Using the entries below, quote exactly the span of lines that begins with the line containing "Provide one point per instance of the green foliage" and ends with the final line.

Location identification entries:
—————

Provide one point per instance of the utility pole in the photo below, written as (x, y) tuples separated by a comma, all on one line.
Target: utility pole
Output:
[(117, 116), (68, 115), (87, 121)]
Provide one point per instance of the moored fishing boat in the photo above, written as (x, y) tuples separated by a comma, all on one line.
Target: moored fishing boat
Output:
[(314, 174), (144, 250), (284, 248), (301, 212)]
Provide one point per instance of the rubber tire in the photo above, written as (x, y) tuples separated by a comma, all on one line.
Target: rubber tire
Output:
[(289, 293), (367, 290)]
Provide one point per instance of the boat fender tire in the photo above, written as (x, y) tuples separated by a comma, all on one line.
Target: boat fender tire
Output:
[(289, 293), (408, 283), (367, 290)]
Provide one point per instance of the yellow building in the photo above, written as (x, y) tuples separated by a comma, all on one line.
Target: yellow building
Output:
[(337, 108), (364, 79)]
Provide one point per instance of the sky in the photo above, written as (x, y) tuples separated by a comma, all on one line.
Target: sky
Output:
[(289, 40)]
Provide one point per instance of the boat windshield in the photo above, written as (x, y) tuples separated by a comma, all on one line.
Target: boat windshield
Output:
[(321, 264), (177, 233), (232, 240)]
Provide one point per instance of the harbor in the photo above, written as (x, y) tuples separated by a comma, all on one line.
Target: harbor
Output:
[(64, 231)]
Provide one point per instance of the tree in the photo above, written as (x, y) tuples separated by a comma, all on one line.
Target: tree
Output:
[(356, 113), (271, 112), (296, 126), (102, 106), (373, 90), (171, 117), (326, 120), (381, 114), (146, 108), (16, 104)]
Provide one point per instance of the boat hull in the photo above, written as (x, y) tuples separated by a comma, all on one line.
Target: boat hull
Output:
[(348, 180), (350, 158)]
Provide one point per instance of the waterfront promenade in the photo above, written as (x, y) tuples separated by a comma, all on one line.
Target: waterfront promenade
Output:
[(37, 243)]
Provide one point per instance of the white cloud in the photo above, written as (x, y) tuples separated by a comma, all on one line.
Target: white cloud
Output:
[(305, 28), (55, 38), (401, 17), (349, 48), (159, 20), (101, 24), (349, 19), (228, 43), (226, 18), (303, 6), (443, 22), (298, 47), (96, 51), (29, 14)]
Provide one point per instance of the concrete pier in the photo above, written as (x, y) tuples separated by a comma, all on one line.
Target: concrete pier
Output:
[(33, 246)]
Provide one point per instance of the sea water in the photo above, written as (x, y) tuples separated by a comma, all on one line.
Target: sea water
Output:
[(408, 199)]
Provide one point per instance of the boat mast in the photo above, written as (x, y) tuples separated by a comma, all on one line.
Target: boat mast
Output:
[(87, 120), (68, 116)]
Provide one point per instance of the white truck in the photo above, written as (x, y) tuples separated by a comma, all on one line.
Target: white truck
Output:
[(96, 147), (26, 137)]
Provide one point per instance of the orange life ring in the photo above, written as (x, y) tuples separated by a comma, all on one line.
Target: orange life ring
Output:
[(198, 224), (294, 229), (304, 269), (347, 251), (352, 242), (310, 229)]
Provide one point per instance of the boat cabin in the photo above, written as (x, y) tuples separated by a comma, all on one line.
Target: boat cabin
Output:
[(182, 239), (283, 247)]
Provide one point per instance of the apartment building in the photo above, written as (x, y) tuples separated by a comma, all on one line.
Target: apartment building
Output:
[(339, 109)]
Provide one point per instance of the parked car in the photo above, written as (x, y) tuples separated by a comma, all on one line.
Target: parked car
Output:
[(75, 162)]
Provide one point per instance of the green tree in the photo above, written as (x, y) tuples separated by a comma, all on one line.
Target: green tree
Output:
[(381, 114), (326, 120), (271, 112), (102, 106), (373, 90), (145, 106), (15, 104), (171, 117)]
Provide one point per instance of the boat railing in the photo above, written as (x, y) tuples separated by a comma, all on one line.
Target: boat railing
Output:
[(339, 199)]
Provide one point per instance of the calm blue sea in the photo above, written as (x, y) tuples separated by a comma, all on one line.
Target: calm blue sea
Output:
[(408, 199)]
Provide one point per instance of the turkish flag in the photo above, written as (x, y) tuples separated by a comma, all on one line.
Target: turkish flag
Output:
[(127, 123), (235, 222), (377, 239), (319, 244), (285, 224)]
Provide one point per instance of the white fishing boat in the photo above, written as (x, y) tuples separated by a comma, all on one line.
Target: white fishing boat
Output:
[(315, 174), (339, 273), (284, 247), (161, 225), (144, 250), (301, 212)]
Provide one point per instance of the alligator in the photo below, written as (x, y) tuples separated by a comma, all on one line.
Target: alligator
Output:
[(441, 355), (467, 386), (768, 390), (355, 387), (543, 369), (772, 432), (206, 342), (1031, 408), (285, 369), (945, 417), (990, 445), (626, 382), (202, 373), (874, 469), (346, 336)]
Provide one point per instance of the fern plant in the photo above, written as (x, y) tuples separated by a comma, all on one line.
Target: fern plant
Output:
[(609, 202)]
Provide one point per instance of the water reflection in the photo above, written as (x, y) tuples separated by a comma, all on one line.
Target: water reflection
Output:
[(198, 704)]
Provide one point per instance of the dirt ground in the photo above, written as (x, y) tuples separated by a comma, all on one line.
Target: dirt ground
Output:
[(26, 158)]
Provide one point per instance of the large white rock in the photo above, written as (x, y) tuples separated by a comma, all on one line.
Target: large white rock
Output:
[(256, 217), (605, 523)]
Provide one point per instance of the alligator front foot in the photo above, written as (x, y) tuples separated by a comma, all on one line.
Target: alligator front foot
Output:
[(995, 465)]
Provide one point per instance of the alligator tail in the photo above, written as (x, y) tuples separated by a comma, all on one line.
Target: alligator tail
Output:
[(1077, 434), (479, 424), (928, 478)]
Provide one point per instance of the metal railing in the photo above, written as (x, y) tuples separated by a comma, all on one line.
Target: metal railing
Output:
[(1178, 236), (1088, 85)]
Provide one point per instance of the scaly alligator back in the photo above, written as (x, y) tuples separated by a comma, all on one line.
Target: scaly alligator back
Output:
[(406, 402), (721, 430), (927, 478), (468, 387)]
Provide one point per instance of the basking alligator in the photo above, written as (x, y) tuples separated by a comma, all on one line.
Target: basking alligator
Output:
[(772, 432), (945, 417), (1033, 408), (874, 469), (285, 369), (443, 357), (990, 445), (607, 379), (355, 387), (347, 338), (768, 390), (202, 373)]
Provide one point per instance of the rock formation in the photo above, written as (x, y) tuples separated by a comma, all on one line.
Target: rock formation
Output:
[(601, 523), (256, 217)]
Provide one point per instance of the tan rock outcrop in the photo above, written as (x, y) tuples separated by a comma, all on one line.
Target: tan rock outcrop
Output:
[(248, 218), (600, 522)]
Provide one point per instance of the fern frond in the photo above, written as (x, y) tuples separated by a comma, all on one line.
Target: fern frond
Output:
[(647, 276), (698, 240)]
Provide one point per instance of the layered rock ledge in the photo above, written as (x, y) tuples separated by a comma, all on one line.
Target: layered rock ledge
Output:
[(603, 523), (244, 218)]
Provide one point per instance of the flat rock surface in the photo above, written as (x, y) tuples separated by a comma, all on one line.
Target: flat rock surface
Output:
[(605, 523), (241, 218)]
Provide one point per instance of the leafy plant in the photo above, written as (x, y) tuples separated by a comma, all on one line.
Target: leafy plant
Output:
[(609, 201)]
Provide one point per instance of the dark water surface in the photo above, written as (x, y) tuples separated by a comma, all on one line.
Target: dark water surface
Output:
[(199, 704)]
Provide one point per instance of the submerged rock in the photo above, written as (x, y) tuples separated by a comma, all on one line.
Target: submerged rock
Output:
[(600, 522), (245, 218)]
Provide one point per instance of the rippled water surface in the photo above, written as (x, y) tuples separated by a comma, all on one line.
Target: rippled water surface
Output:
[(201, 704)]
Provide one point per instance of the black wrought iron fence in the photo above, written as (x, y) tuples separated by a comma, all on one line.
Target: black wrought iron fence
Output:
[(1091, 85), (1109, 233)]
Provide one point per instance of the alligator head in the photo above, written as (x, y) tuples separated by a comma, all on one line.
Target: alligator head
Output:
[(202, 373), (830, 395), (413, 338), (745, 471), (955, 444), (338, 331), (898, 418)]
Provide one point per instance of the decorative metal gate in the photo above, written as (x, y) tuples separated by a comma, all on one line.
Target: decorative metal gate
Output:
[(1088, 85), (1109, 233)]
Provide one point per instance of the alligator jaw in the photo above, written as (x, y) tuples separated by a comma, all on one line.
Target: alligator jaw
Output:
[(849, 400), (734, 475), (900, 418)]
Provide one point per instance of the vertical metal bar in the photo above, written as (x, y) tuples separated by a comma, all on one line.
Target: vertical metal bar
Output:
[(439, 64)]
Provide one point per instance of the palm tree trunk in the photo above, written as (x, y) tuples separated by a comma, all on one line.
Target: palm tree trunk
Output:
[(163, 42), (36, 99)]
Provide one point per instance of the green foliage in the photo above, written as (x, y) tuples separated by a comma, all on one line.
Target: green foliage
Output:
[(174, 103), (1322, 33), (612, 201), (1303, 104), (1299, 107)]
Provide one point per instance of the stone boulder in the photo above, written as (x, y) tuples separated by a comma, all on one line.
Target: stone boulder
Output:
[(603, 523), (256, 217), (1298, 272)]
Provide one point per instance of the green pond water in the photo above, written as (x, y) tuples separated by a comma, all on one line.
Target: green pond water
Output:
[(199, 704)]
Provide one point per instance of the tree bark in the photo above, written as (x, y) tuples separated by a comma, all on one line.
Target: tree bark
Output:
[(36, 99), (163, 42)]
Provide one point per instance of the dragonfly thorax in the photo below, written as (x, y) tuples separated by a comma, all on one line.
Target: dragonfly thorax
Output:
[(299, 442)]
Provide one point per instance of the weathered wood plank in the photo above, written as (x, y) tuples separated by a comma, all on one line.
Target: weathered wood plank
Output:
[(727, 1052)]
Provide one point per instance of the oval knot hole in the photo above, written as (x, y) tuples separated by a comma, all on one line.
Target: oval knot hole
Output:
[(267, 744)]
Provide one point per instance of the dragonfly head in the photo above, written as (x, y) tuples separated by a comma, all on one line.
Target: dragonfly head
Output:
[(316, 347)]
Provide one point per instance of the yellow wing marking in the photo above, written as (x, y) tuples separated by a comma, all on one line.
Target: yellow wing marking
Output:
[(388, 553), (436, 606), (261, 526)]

—————

[TASK OUTPUT]
Provide one point per instance of the green foliage in the photo above, written as (x, y) tuples separated by a comma, all on one line.
Target: green foliage
Output:
[(174, 103), (1322, 33), (612, 201), (1303, 104), (1299, 107)]
Provide one point per instance of the stone boulder in the photo above, written as (x, y) tuples separated by a comma, all on one line.
Target: stone boulder
Output:
[(603, 523), (256, 217), (1298, 272)]
Provide one point per instance of the green pond water in the photo above, written as (x, y) tuples separated by a comma, all on one line.
Target: green pond water
Output:
[(199, 704)]
Provide one point per instance of the tree bark in the photo above, written as (x, y) tuples separated by a comma, all on one line.
Target: tree bark
Output:
[(36, 99), (163, 42)]
Provide one point per instance of the dragonfly thorax in the photo below, written as (x, y) tuples separated by a comma, all on one line.
Target: dragonfly thorax
Output:
[(299, 442)]
Provide one point per instance of the weathered wood plank in the photo above, written as (x, y) tuples separated by a comma, all on one line.
Target: weathered wood plank
Output:
[(727, 1052)]
Provide one point per instance of the oval knot hole in the photo above, written as (x, y) tuples separated by a comma, all on one line.
Target: oval knot hole
Output:
[(267, 744)]
Provide one point per instance of the dragonfly head in the photo above, written as (x, y) tuples separated by a comma, all on one line.
Target: dragonfly head
Output:
[(316, 347)]
Provide one point per instance of the yellow wing marking in the photo above, written as (x, y) tuples separated by a comma, all on one line.
Target: yellow wing marking
Output:
[(388, 553), (436, 606), (261, 526)]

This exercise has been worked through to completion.